** To do **
What follows is a set of records; repeat all of them exactly.

-- begin Data provided --

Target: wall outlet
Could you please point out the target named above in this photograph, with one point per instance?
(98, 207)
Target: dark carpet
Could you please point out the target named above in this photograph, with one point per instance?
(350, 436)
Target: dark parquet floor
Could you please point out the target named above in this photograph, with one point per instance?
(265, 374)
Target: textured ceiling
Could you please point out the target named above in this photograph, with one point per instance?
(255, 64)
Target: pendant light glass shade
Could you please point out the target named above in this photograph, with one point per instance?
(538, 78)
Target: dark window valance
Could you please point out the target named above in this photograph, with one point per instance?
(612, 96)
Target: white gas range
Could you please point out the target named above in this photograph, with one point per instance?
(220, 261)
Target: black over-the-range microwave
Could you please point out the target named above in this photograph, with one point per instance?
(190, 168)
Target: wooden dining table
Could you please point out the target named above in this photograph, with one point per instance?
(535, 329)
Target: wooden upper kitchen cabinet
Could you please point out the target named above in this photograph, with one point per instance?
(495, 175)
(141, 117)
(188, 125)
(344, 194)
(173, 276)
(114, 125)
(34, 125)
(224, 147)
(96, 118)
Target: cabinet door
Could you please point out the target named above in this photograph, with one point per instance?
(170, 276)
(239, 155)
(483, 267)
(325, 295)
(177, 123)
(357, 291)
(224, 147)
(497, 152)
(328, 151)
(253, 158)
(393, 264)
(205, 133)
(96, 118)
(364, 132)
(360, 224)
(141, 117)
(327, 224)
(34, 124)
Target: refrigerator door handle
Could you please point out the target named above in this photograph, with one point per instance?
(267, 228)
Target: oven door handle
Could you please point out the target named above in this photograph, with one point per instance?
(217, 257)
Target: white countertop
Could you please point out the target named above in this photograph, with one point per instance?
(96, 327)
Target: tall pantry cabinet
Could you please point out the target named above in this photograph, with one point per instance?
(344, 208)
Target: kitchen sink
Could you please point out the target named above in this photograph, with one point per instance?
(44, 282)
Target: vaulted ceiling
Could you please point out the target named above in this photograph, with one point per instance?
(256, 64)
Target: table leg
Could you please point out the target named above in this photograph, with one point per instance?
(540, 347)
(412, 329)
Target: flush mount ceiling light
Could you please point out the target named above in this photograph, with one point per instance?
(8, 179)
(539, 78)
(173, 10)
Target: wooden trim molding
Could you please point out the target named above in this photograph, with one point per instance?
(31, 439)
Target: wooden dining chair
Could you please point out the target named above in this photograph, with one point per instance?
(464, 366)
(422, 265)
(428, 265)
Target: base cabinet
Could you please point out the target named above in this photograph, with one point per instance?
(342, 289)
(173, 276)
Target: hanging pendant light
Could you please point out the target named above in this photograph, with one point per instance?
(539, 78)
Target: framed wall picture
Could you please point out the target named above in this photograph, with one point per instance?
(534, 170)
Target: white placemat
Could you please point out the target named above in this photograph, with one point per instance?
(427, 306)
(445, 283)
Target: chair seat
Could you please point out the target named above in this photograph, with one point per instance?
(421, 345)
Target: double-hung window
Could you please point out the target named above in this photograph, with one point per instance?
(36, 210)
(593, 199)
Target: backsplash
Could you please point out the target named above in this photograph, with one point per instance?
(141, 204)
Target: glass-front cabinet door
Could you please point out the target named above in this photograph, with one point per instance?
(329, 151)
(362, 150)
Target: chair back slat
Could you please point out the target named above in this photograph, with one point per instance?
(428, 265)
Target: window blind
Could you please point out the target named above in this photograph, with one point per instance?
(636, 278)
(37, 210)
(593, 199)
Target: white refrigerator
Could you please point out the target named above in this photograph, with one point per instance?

-- end Data provided --

** The reply **
Target: wall outlet
Could you please point out the target named above in this photograph, with one point per instance?
(98, 207)
Target: dark carpet
Could you please point out the target named above in this photograph, with one point per instance?
(350, 436)
Target: dark parquet floor
Could you please point out the target named above in this photograph, with one point per instance?
(265, 374)
Target: textured ceiling
Could you please point out the target named above in this photograph, with one point per instance?
(255, 64)
Target: pendant light glass shade
Could you please point out the target named above in this photograph, with one point per instance?
(538, 78)
Target: dark window valance
Could you please point out the target named above in this photograph, with one point per instance?
(612, 96)
Target: white gas range
Could you please point out the target named above in this photograph, with one point per instance?
(220, 261)
Target: black over-the-range microwave
Could you please point out the target named above in this photograph, with one point per instance?
(190, 168)
Target: wooden dining table
Could you please point out the target named above in this photograph, with one point per instance?
(535, 329)
Target: wooden upper kitchen cabinet
Could you please point out the target named above in this photograph, with one point per instance?
(495, 175)
(141, 117)
(188, 125)
(344, 194)
(173, 276)
(114, 125)
(34, 125)
(224, 147)
(96, 118)
Target: cabinet door
Could you please point out the target named above in this photograph, with one point per instance?
(170, 276)
(239, 155)
(483, 267)
(325, 295)
(177, 123)
(357, 291)
(224, 147)
(497, 152)
(328, 151)
(253, 158)
(393, 264)
(205, 133)
(96, 118)
(364, 132)
(360, 224)
(141, 117)
(327, 224)
(34, 124)
Target: refrigerator door handle
Could you please point out the target named above in this photograph, with one point per instance?
(267, 228)
Target: oven door handle
Could you please point out the target named above in this photograph, with one point per instance?
(217, 257)
Target: white countertop
Could you please point out the target named above in this photograph, with one point per instance?
(96, 327)
Target: tall pantry cabinet
Could you please point out the target named above in this photograph, with one point per instance?
(344, 208)
Target: kitchen sink
Could you please point out the target named above in this photograph, with one point per instance?
(44, 282)
Target: vaulted ceiling
Could you please point out the target named above in this photograph, with one point per instance?
(256, 64)
Target: table leg
Could you please point out the target named above in this photograph, with one point per instance?
(540, 347)
(412, 329)
Target: flush mount ceiling light
Could you please point out the target named above in this photograph, with one point per instance?
(8, 179)
(539, 78)
(173, 10)
Target: wooden trim molding
Could you please point out the target named above in this photograph, with one point per instance?
(31, 439)
Target: wooden dining chair
Could you please point out the target named above in this photograph, with one point per instance?
(464, 366)
(422, 265)
(428, 265)
Target: base cabinet
Could you please point out the target named above in this photograph, with one point per instance?
(342, 289)
(173, 276)
Target: hanging pendant light
Could you please point out the target named above in this photograph, with one point per instance?
(539, 78)
Target: framed wall picture
Could you please point out the target named above in this photograph, with one point per instance?
(534, 170)
Target: white placemat
Could you please point out the target named above in this photograph, with one point per instance?
(427, 306)
(445, 283)
Target: chair seat
Could you please point out the target named above in this photograph, with one point per instance?
(421, 345)
Target: double-hung window
Could you please point out the target named above in this photograph, with one point per instance?
(36, 210)
(593, 199)
Target: backsplash
Could you please point out the target named above in this photograph, with one point per instance?
(141, 204)
Target: glass-front cabinet door
Could you please point out the target named above in this photograph, with one point per instance?
(329, 151)
(362, 150)
Target: chair back slat
Could you please point out the target named above in this photograph, with one point per instance?
(428, 265)
Target: window blind
Could you please point out the target named above in this photograph, with one point per instance?
(636, 278)
(37, 210)
(593, 199)
Target: white refrigerator
Could you please point out the target named above in this photograph, with one point per instance?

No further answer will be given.